> _ASSIGNMENT_: Each entry below must come back exactly as written, without its pictures.

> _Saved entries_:
===============
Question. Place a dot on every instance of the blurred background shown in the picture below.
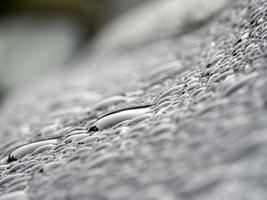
(37, 36)
(40, 36)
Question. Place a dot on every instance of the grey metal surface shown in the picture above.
(205, 138)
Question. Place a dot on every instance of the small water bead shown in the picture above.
(113, 118)
(28, 149)
(110, 101)
(22, 195)
(91, 139)
(44, 148)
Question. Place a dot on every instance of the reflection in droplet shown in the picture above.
(111, 119)
(74, 138)
(110, 101)
(28, 149)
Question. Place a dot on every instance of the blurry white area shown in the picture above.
(157, 19)
(31, 46)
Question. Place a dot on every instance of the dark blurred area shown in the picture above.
(39, 36)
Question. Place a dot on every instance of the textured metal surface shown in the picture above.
(205, 137)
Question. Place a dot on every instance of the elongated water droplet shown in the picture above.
(113, 118)
(110, 101)
(28, 149)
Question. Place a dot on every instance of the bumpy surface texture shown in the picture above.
(205, 137)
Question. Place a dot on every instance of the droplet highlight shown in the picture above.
(113, 118)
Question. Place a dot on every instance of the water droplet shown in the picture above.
(15, 195)
(28, 149)
(113, 118)
(74, 138)
(110, 101)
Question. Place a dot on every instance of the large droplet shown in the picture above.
(113, 118)
(28, 149)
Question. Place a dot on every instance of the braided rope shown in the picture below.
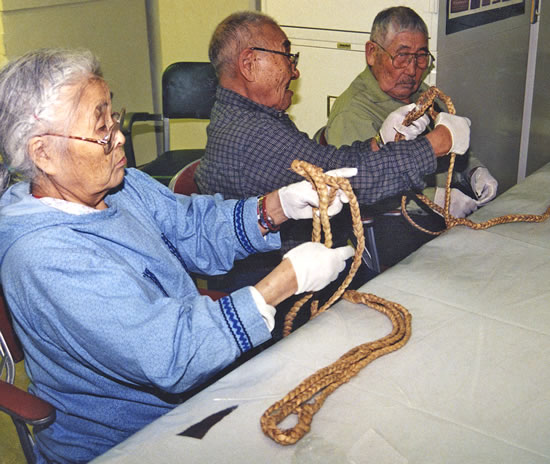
(426, 103)
(308, 397)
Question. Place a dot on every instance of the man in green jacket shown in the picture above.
(397, 61)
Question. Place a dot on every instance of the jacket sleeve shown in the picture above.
(209, 232)
(87, 311)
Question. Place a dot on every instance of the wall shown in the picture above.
(538, 152)
(115, 30)
(483, 70)
(184, 30)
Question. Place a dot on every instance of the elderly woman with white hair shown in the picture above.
(95, 261)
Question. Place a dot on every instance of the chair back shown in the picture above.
(23, 408)
(188, 92)
(10, 348)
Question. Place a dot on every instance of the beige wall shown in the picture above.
(114, 30)
(179, 30)
(185, 30)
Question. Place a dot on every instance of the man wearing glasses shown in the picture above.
(397, 61)
(252, 141)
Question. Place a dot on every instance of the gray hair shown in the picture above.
(31, 88)
(393, 20)
(233, 35)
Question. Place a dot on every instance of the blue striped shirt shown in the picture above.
(251, 147)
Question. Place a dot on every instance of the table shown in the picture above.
(472, 385)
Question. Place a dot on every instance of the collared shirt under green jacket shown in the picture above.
(359, 112)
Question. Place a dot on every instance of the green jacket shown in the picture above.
(359, 112)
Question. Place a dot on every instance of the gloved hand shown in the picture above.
(484, 185)
(393, 124)
(316, 265)
(459, 127)
(298, 199)
(461, 204)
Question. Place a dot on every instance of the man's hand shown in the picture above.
(461, 204)
(316, 266)
(484, 185)
(459, 127)
(297, 200)
(394, 123)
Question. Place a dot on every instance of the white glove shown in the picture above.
(298, 199)
(484, 185)
(461, 204)
(459, 127)
(316, 265)
(393, 124)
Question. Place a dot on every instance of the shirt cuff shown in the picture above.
(267, 311)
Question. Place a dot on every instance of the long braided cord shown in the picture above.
(426, 103)
(308, 397)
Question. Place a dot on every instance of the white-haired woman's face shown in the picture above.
(86, 173)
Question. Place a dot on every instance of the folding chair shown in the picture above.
(188, 92)
(24, 408)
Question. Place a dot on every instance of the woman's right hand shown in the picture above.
(307, 268)
(316, 266)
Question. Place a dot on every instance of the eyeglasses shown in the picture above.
(108, 141)
(423, 60)
(292, 57)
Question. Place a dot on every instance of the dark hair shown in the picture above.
(30, 89)
(394, 20)
(232, 36)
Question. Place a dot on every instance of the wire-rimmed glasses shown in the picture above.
(292, 57)
(108, 141)
(401, 60)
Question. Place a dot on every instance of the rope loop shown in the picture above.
(426, 103)
(308, 397)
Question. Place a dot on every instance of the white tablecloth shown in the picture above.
(472, 385)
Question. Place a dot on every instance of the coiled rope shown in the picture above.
(308, 397)
(426, 103)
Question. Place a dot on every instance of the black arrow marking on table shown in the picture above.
(200, 429)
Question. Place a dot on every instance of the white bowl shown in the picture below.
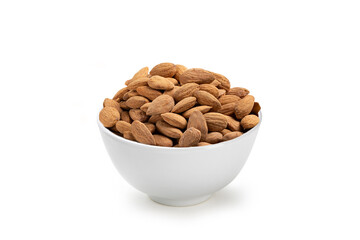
(179, 176)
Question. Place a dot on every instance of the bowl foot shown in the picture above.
(180, 202)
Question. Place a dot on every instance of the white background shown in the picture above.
(60, 59)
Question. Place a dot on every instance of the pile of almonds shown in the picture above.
(173, 106)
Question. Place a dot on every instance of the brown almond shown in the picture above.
(184, 105)
(186, 90)
(163, 141)
(228, 99)
(227, 109)
(122, 126)
(138, 114)
(231, 135)
(160, 83)
(196, 75)
(164, 70)
(233, 125)
(202, 109)
(138, 83)
(197, 120)
(205, 98)
(244, 106)
(161, 104)
(249, 121)
(216, 122)
(174, 120)
(180, 69)
(141, 133)
(125, 116)
(112, 103)
(136, 101)
(210, 89)
(148, 92)
(238, 91)
(191, 137)
(120, 94)
(214, 137)
(168, 130)
(109, 116)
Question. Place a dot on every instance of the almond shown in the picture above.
(202, 109)
(122, 126)
(138, 114)
(163, 141)
(174, 120)
(205, 98)
(197, 120)
(161, 104)
(216, 122)
(160, 83)
(249, 121)
(125, 116)
(141, 133)
(244, 106)
(186, 90)
(168, 130)
(196, 75)
(237, 91)
(109, 116)
(164, 70)
(112, 103)
(214, 137)
(148, 92)
(233, 125)
(228, 99)
(191, 137)
(138, 83)
(136, 101)
(210, 89)
(184, 105)
(231, 135)
(180, 69)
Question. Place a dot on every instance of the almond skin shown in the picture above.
(196, 75)
(216, 122)
(174, 120)
(184, 105)
(148, 92)
(138, 114)
(163, 141)
(109, 116)
(210, 89)
(237, 91)
(214, 137)
(191, 137)
(205, 98)
(244, 106)
(161, 104)
(249, 121)
(187, 90)
(141, 133)
(164, 70)
(160, 83)
(197, 120)
(122, 126)
(231, 135)
(202, 109)
(168, 130)
(136, 101)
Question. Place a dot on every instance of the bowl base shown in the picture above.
(180, 202)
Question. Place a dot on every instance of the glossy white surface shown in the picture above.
(178, 176)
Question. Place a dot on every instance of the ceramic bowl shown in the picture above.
(178, 176)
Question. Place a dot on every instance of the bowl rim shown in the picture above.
(122, 139)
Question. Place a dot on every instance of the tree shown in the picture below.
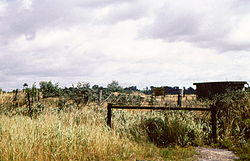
(114, 87)
(49, 89)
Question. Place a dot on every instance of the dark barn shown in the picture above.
(210, 89)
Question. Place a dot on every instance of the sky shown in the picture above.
(135, 42)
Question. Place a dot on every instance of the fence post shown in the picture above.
(109, 115)
(214, 123)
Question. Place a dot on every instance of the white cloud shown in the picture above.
(135, 42)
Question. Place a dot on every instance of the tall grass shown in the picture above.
(234, 122)
(83, 135)
(79, 135)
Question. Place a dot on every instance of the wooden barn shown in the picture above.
(210, 89)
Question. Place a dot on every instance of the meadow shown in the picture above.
(60, 127)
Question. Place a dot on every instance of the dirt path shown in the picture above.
(210, 154)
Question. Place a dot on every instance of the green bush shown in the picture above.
(234, 122)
===============
> _REPLY TO THE EXERCISE_:
Question. Place a dot on every instance of the blurred background shown in the picture below.
(37, 36)
(40, 36)
Question. Place a dot on every instance of the grey metal surface shown in the picture above.
(205, 138)
Question. Place a dot on every instance of the small water bead shown in the picture above.
(113, 118)
(28, 149)
(110, 101)
(22, 195)
(91, 139)
(44, 148)
Question. Place a dot on every instance of the reflection in droplet shown in the picture above.
(111, 119)
(74, 138)
(110, 101)
(28, 149)
Question. Place a dot on every instance of the blurry white area shown in the picture above.
(157, 19)
(31, 46)
Question. Place a dot on every instance of the dark blurred area shown in the picture above.
(39, 36)
Question. Place a dot on every instance of the textured metal surface shown in the picture above.
(205, 137)
Question. Place a dot on every instance of the elongated water droplet shown in the picture above.
(113, 118)
(110, 101)
(28, 149)
Question. Place a dot on every instance of the bumpy surface texture shown in the picture above.
(205, 137)
Question. Place a dot on every instance of the droplet highlight shown in the picture above.
(113, 118)
Question. Place a dot on every instance of the water droplet shown in the picture above.
(15, 195)
(28, 149)
(113, 118)
(74, 138)
(110, 101)
Question. Place a dot on every instance of the large droplet shown in the picture above.
(113, 118)
(28, 149)
Question. Place a dot on every instance of the braided rope shown in the picture below.
(426, 103)
(308, 397)
Question. Place a dot on every instance of the man in green jacket shown in the picture above.
(397, 61)
Question. Place a dot on every instance of the jacket sleeve shown in the picture above.
(209, 232)
(87, 311)
Question. Place a dot on every instance of the wall shown in the picture above.
(538, 152)
(115, 30)
(483, 70)
(184, 30)
Question. Place a dot on every instance of the elderly woman with white hair shown in the picture above.
(95, 261)
Question. Place a dot on every instance of the chair back shown in the picture above.
(23, 408)
(188, 92)
(10, 348)
Question. Place a dot on every instance of the beige wall shown in the picture above.
(114, 30)
(179, 30)
(185, 30)
Question. Place a dot on every instance of the man wearing glasses shown in the picture above.
(397, 61)
(252, 141)
Question. Place a dot on every instance of the gray hair shown in the picture above.
(31, 88)
(393, 20)
(233, 35)
Question. Place a dot on every instance of the blue striped shirt shown in the picture above.
(251, 147)
Question. Place a dot on every instance of the table shown in the picture above.
(472, 385)
Question. Place a dot on every instance of the collared shirt under green jacket shown in the picture above.
(359, 112)
Question. Place a dot on every instance of the green jacket shown in the picture above.
(359, 112)
Question. Place a dot on every instance of the gloved hand shown in the picture above.
(484, 185)
(393, 124)
(316, 265)
(459, 127)
(298, 199)
(461, 204)
Question. Place a dot on every instance of the man's hand shown in the picture above.
(461, 204)
(316, 266)
(484, 185)
(459, 127)
(297, 200)
(394, 123)
Question. Place a dot on every instance of the white glove shown in the picture above.
(298, 199)
(484, 185)
(461, 204)
(459, 127)
(316, 265)
(393, 124)
Question. Place a dot on every instance of the shirt cuff shown in the picture above.
(267, 311)
Question. Place a dot on every instance of the long braided cord shown in the picture above.
(426, 103)
(308, 397)
Question. Place a dot on every instance of the white-haired woman's face shown in the picture above.
(86, 173)
Question. Place a dot on every instance of the folding chair shown in the picture above.
(188, 92)
(24, 408)
Question. Place a dot on every instance of the woman's right hand shown in the picture above.
(307, 268)
(316, 266)
Question. Place a dot on every instance of the eyeglasses shown in the picture above.
(108, 141)
(423, 60)
(292, 57)
Question. Place a dot on every instance of the dark hair shown in the picture above.
(30, 89)
(394, 20)
(232, 36)
Question. Place a dot on every instance of the wire-rimmed glasses shown in the picture above.
(292, 57)
(108, 141)
(401, 60)
Question. Place a dot on every instance of the rope loop shown in the picture above.
(426, 103)
(308, 397)
Question. Place a dot on every instance of the white tablecloth shown in the picture above.
(472, 385)
Question. Place a dot on every instance of the coiled rope shown in the picture above.
(308, 397)
(426, 103)
Question. Place a dot on every instance of the black arrow marking on table shown in the picture above.
(200, 429)
Question. Place a dot on every instance of the white bowl shown in the picture below.
(179, 176)
Question. Place a dot on every instance of the bowl foot shown in the picture above.
(180, 202)
Question. Place a dot on every instance of the white background shown in the picture above.
(60, 59)
Question. Place a dot on every instance of the pile of almonds shown in the picture above.
(173, 106)
Question. Place a dot on every instance of the brown almond shown in the picture above.
(184, 105)
(186, 90)
(163, 141)
(228, 99)
(227, 109)
(122, 126)
(138, 114)
(231, 135)
(160, 83)
(196, 75)
(164, 70)
(233, 125)
(202, 109)
(138, 83)
(197, 120)
(205, 98)
(244, 106)
(161, 104)
(249, 121)
(216, 122)
(174, 120)
(180, 69)
(141, 133)
(125, 116)
(112, 103)
(136, 101)
(210, 89)
(148, 92)
(238, 91)
(191, 137)
(120, 94)
(214, 137)
(168, 130)
(109, 116)
Question. Place a dot on every instance of the almond shown in the picture above.
(202, 109)
(122, 126)
(138, 114)
(163, 141)
(174, 120)
(205, 98)
(197, 120)
(161, 104)
(216, 122)
(160, 83)
(249, 121)
(125, 116)
(141, 133)
(244, 106)
(186, 90)
(168, 130)
(196, 75)
(237, 91)
(109, 116)
(164, 70)
(112, 103)
(214, 137)
(148, 92)
(233, 125)
(228, 99)
(191, 137)
(138, 83)
(136, 101)
(210, 89)
(184, 105)
(231, 135)
(180, 69)
Question. Place a dot on every instance of the almond skin shown in the picture above.
(196, 75)
(216, 122)
(174, 120)
(184, 105)
(148, 92)
(138, 114)
(163, 141)
(109, 116)
(210, 89)
(237, 91)
(214, 137)
(191, 137)
(205, 98)
(244, 106)
(161, 104)
(249, 121)
(187, 90)
(141, 133)
(164, 70)
(160, 83)
(197, 120)
(122, 126)
(231, 135)
(202, 109)
(168, 130)
(136, 101)
Question. Place a dot on every instance of the bowl base shown in the picture above.
(180, 202)
Question. Place a dot on every instance of the glossy white surface shown in the picture above.
(178, 176)
Question. Place a dot on every instance of the ceramic bowl shown in the picture above.
(178, 176)
Question. Place a dot on every instance of the bowl rim shown in the picture above.
(122, 139)
Question. Place a dot on every instance of the tree shown in the picture below.
(114, 87)
(49, 89)
Question. Place a dot on every instance of the dark barn shown in the picture above.
(210, 89)
Question. Place a dot on every instance of the sky shown in the picture above.
(135, 42)
Question. Place a dot on every instance of the fence post shown in the picture above.
(109, 115)
(214, 123)
Question. Place a dot on every instance of the white cloud shown in the picture above.
(135, 42)
Question. Place a dot on every instance of the tall grass shown in the picture above.
(234, 122)
(83, 135)
(79, 135)
Question. Place a dot on every instance of the wooden barn shown in the picture above.
(210, 89)
Question. Place a dot on every instance of the meadow shown in the picture above.
(60, 127)
Question. Place a dot on every instance of the dirt path shown in the picture above.
(210, 154)
Question. Place a dot on every instance of the green bush shown in the picture above.
(234, 122)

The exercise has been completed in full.